Directions for this task: Restate the entries below word for word, omitting nothing.

─── Input for this task

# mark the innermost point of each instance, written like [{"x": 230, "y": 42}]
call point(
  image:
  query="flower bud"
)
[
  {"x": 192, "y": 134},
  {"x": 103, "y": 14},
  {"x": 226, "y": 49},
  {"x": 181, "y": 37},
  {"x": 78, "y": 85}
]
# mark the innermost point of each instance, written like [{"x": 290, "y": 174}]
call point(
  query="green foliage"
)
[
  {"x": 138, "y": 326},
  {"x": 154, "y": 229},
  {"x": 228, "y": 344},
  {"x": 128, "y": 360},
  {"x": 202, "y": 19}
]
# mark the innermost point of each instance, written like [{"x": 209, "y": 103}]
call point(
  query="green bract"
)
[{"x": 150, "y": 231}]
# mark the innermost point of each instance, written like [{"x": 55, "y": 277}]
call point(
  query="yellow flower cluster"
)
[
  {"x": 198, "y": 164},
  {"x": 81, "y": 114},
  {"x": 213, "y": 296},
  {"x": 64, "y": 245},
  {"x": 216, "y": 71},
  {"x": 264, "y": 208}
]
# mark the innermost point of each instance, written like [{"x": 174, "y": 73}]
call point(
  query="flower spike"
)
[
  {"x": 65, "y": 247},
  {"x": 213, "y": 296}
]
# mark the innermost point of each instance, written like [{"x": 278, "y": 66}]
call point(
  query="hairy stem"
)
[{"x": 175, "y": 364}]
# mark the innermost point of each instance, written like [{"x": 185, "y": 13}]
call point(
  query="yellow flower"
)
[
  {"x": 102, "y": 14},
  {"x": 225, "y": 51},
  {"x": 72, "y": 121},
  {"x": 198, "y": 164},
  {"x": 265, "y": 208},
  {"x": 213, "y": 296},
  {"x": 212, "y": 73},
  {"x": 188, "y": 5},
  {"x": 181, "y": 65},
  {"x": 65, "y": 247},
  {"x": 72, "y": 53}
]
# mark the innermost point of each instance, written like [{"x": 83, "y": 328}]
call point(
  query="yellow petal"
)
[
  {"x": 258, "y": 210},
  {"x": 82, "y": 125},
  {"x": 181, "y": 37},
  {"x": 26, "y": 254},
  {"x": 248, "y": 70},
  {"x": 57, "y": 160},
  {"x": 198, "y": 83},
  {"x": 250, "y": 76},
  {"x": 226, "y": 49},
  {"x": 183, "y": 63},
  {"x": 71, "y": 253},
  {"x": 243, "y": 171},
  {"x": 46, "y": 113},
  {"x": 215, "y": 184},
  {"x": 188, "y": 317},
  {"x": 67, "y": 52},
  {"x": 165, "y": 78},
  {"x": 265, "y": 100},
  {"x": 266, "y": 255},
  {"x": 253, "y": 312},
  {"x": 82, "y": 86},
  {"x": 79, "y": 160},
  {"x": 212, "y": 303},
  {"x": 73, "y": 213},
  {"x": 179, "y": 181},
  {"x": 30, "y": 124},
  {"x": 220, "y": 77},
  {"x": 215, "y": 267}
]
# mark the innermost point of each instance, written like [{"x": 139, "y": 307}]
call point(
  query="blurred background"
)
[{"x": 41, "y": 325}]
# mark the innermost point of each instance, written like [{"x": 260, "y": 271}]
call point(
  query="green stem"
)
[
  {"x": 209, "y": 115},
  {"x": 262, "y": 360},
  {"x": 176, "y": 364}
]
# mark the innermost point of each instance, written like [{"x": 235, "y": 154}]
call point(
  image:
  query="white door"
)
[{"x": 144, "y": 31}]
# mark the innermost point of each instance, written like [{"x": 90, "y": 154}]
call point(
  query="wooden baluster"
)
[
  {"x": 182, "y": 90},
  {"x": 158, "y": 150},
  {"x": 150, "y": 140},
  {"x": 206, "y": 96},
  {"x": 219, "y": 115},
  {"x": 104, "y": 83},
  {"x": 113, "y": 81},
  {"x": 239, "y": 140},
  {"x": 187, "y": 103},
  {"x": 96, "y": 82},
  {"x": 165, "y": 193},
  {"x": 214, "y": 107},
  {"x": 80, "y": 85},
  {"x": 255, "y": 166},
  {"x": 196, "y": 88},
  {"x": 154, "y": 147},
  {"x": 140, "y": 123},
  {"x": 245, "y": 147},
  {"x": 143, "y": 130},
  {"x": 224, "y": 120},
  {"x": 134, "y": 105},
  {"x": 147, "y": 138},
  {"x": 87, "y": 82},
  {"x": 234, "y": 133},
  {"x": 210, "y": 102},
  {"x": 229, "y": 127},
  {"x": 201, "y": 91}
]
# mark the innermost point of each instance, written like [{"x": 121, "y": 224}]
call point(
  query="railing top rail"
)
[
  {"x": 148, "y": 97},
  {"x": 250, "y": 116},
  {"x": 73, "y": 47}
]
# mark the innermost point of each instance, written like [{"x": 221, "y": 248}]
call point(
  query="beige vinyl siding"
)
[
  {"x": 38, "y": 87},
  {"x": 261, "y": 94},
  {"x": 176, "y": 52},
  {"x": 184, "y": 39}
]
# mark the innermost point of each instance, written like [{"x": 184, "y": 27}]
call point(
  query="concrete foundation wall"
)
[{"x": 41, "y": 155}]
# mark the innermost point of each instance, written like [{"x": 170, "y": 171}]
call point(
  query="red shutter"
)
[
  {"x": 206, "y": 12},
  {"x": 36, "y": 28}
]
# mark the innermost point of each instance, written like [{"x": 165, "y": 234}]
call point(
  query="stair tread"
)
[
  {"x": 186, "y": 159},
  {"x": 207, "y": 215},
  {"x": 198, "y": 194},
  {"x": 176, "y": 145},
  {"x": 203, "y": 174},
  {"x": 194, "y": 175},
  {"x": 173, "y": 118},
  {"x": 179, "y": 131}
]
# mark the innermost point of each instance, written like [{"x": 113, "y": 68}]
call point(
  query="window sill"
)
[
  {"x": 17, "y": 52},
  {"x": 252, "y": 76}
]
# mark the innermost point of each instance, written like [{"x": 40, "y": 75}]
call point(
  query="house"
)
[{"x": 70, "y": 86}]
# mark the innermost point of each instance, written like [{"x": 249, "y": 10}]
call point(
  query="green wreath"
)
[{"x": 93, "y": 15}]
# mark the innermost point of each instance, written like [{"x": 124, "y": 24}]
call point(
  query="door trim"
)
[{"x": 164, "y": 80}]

──────

Solution to this task:
# mark the innermost point of each instance, written like [{"x": 230, "y": 42}]
call point(
  image:
  query="flower bud"
)
[
  {"x": 192, "y": 134},
  {"x": 103, "y": 14},
  {"x": 226, "y": 49},
  {"x": 181, "y": 37},
  {"x": 78, "y": 85}
]
# mark the innermost point of each instance, written like [{"x": 290, "y": 174}]
call point(
  query="green foliage"
)
[
  {"x": 138, "y": 326},
  {"x": 154, "y": 229},
  {"x": 228, "y": 344},
  {"x": 128, "y": 360},
  {"x": 202, "y": 19}
]
# mark the innermost point of each instance, written like [{"x": 209, "y": 103}]
call point(
  query="green bract"
)
[{"x": 150, "y": 231}]
# mark the innermost point of each instance, written like [{"x": 55, "y": 277}]
call point(
  query="yellow flower cluster"
)
[
  {"x": 198, "y": 164},
  {"x": 81, "y": 114},
  {"x": 213, "y": 296},
  {"x": 64, "y": 245},
  {"x": 216, "y": 71},
  {"x": 264, "y": 208}
]
# mark the innermost point of each instance, written like [{"x": 174, "y": 73}]
call point(
  query="flower spike"
)
[
  {"x": 65, "y": 247},
  {"x": 213, "y": 296}
]
# mark the innermost point of each instance, written like [{"x": 278, "y": 66}]
call point(
  query="hairy stem"
)
[{"x": 175, "y": 364}]
# mark the innermost point of each instance, written like [{"x": 185, "y": 13}]
call point(
  query="yellow flower"
)
[
  {"x": 102, "y": 14},
  {"x": 225, "y": 51},
  {"x": 72, "y": 121},
  {"x": 198, "y": 164},
  {"x": 265, "y": 208},
  {"x": 213, "y": 296},
  {"x": 212, "y": 73},
  {"x": 188, "y": 5},
  {"x": 181, "y": 65},
  {"x": 65, "y": 247},
  {"x": 72, "y": 53}
]
# mark the innermost point of each instance, written like [{"x": 83, "y": 328}]
call point(
  query="yellow petal"
)
[
  {"x": 258, "y": 210},
  {"x": 82, "y": 125},
  {"x": 181, "y": 37},
  {"x": 26, "y": 254},
  {"x": 248, "y": 70},
  {"x": 57, "y": 160},
  {"x": 198, "y": 83},
  {"x": 250, "y": 76},
  {"x": 226, "y": 49},
  {"x": 183, "y": 63},
  {"x": 71, "y": 253},
  {"x": 243, "y": 171},
  {"x": 46, "y": 113},
  {"x": 215, "y": 184},
  {"x": 188, "y": 317},
  {"x": 67, "y": 52},
  {"x": 165, "y": 78},
  {"x": 265, "y": 100},
  {"x": 266, "y": 255},
  {"x": 253, "y": 312},
  {"x": 82, "y": 86},
  {"x": 79, "y": 160},
  {"x": 212, "y": 303},
  {"x": 73, "y": 213},
  {"x": 179, "y": 181},
  {"x": 30, "y": 124},
  {"x": 220, "y": 77},
  {"x": 215, "y": 267}
]
# mark the innermost point of each instance, written like [{"x": 139, "y": 307}]
call point(
  query="blurred background"
)
[{"x": 41, "y": 325}]
# mark the innermost point of each instance, written like [{"x": 260, "y": 271}]
call point(
  query="green stem"
)
[
  {"x": 209, "y": 115},
  {"x": 262, "y": 360},
  {"x": 176, "y": 364}
]
# mark the innermost point of each instance, written like [{"x": 235, "y": 154}]
call point(
  image:
  query="white door"
)
[{"x": 144, "y": 31}]
# mark the innermost point of each instance, written like [{"x": 90, "y": 154}]
call point(
  query="wooden baluster"
)
[
  {"x": 182, "y": 90},
  {"x": 158, "y": 150},
  {"x": 150, "y": 140},
  {"x": 206, "y": 96},
  {"x": 219, "y": 115},
  {"x": 104, "y": 83},
  {"x": 113, "y": 81},
  {"x": 239, "y": 140},
  {"x": 187, "y": 103},
  {"x": 96, "y": 82},
  {"x": 165, "y": 193},
  {"x": 214, "y": 107},
  {"x": 80, "y": 85},
  {"x": 255, "y": 166},
  {"x": 196, "y": 88},
  {"x": 154, "y": 147},
  {"x": 140, "y": 123},
  {"x": 245, "y": 147},
  {"x": 143, "y": 130},
  {"x": 224, "y": 120},
  {"x": 134, "y": 105},
  {"x": 147, "y": 138},
  {"x": 87, "y": 82},
  {"x": 234, "y": 133},
  {"x": 210, "y": 102},
  {"x": 229, "y": 127},
  {"x": 201, "y": 91}
]
# mark the innermost point of each instance, written like [{"x": 121, "y": 224}]
call point(
  query="railing top rail"
)
[
  {"x": 148, "y": 97},
  {"x": 250, "y": 116},
  {"x": 73, "y": 47}
]
# mark the innermost point of each instance, written like [{"x": 221, "y": 248}]
call point(
  query="beige vinyl siding"
)
[
  {"x": 38, "y": 87},
  {"x": 261, "y": 94},
  {"x": 176, "y": 52},
  {"x": 184, "y": 39}
]
# mark the innermost point of each instance, written like [{"x": 184, "y": 27}]
call point(
  query="concrete foundation wall"
)
[{"x": 41, "y": 155}]
# mark the innermost point of each instance, written like [{"x": 170, "y": 171}]
call point(
  query="red shutter"
)
[
  {"x": 206, "y": 12},
  {"x": 36, "y": 28}
]
# mark the innermost point of each instance, written like [{"x": 165, "y": 234}]
call point(
  query="stair tread"
)
[
  {"x": 186, "y": 159},
  {"x": 207, "y": 215},
  {"x": 198, "y": 194},
  {"x": 176, "y": 145},
  {"x": 203, "y": 174},
  {"x": 194, "y": 175},
  {"x": 173, "y": 118},
  {"x": 179, "y": 131}
]
# mark the innermost point of each instance, written like [{"x": 113, "y": 68}]
call point(
  query="window sill"
)
[
  {"x": 17, "y": 52},
  {"x": 252, "y": 76}
]
# mark the innermost point of each instance, written like [{"x": 40, "y": 75}]
call point(
  query="house"
)
[{"x": 70, "y": 86}]
# mark the innermost point of each instance, written like [{"x": 249, "y": 10}]
call point(
  query="green wreath"
)
[{"x": 93, "y": 15}]
# mark the innermost point of each instance, written like [{"x": 124, "y": 24}]
call point(
  query="door trim"
)
[{"x": 164, "y": 80}]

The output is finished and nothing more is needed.